PROBLEM STATEMENT: Could you print the lines below exactly, from the one holding "Query: rocky coastline" through the last line, with no other output?

Records from a collection:
---+---

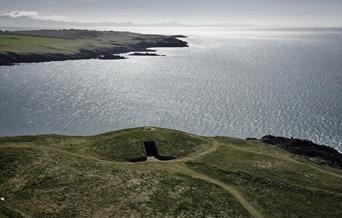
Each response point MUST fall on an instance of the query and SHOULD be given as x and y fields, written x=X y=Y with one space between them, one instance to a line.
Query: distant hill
x=122 y=174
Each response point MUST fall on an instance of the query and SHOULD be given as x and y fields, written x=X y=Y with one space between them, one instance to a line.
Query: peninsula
x=156 y=172
x=70 y=44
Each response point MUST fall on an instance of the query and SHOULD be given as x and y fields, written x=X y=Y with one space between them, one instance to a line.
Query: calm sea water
x=242 y=83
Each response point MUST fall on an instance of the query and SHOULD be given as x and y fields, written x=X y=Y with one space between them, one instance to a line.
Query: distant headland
x=70 y=44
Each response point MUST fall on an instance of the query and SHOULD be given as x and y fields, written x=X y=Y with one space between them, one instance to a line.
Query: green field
x=64 y=176
x=67 y=41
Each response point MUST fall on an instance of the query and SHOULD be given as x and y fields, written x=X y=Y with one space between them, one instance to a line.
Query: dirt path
x=289 y=159
x=182 y=169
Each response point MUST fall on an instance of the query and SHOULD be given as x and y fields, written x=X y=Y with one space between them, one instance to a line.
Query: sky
x=310 y=13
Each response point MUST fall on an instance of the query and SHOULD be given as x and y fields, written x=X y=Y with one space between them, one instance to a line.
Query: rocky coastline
x=11 y=58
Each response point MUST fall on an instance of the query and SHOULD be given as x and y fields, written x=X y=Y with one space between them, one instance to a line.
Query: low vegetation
x=63 y=176
x=56 y=45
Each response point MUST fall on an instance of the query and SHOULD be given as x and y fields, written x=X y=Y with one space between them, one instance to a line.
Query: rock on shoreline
x=141 y=43
x=306 y=148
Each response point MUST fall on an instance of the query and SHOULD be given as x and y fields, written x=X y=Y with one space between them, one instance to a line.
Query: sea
x=237 y=82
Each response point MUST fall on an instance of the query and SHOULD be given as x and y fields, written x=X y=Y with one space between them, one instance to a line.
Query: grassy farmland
x=51 y=45
x=64 y=176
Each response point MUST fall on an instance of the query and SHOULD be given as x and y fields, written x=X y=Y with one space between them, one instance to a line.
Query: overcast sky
x=254 y=12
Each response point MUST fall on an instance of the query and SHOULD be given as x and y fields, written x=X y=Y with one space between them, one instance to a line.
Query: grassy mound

---+---

TASK ANSWER:
Query: rocky coastline
x=11 y=58
Each response point MUST fall on an instance of the query and SHOULD be given as x and y fields, written x=X y=Y with one space between them, one instance to a line.
Query: low vegetation
x=63 y=176
x=56 y=45
Each response point MUST fall on an instance of the query and SHOULD be given as x and y fields, written x=X y=Y with one space between them, one instance to a line.
Query: rock on shoreline
x=141 y=43
x=306 y=148
Each response point MUST fall on an instance of the query and SHOULD be given as x and y fields, written x=X y=Y with one space between them, one instance to a line.
Query: sea
x=237 y=82
Each response point MUST fall on an instance of the query and SHOULD be given as x and y fields, written x=X y=Y with one space between them, one instance to a line.
Query: grassy farmland
x=51 y=45
x=64 y=176
Each response point MUST fall on an instance of the query and SHOULD be given as x and y fields, written x=X y=Y with one space between them, one instance to a line.
Query: overcast sky
x=254 y=12
Each response point MUST fall on an instance of the query and SHOULD be given as x and y fields, written x=X y=Y with one space between them, one instance to a line.
Query: grassy mound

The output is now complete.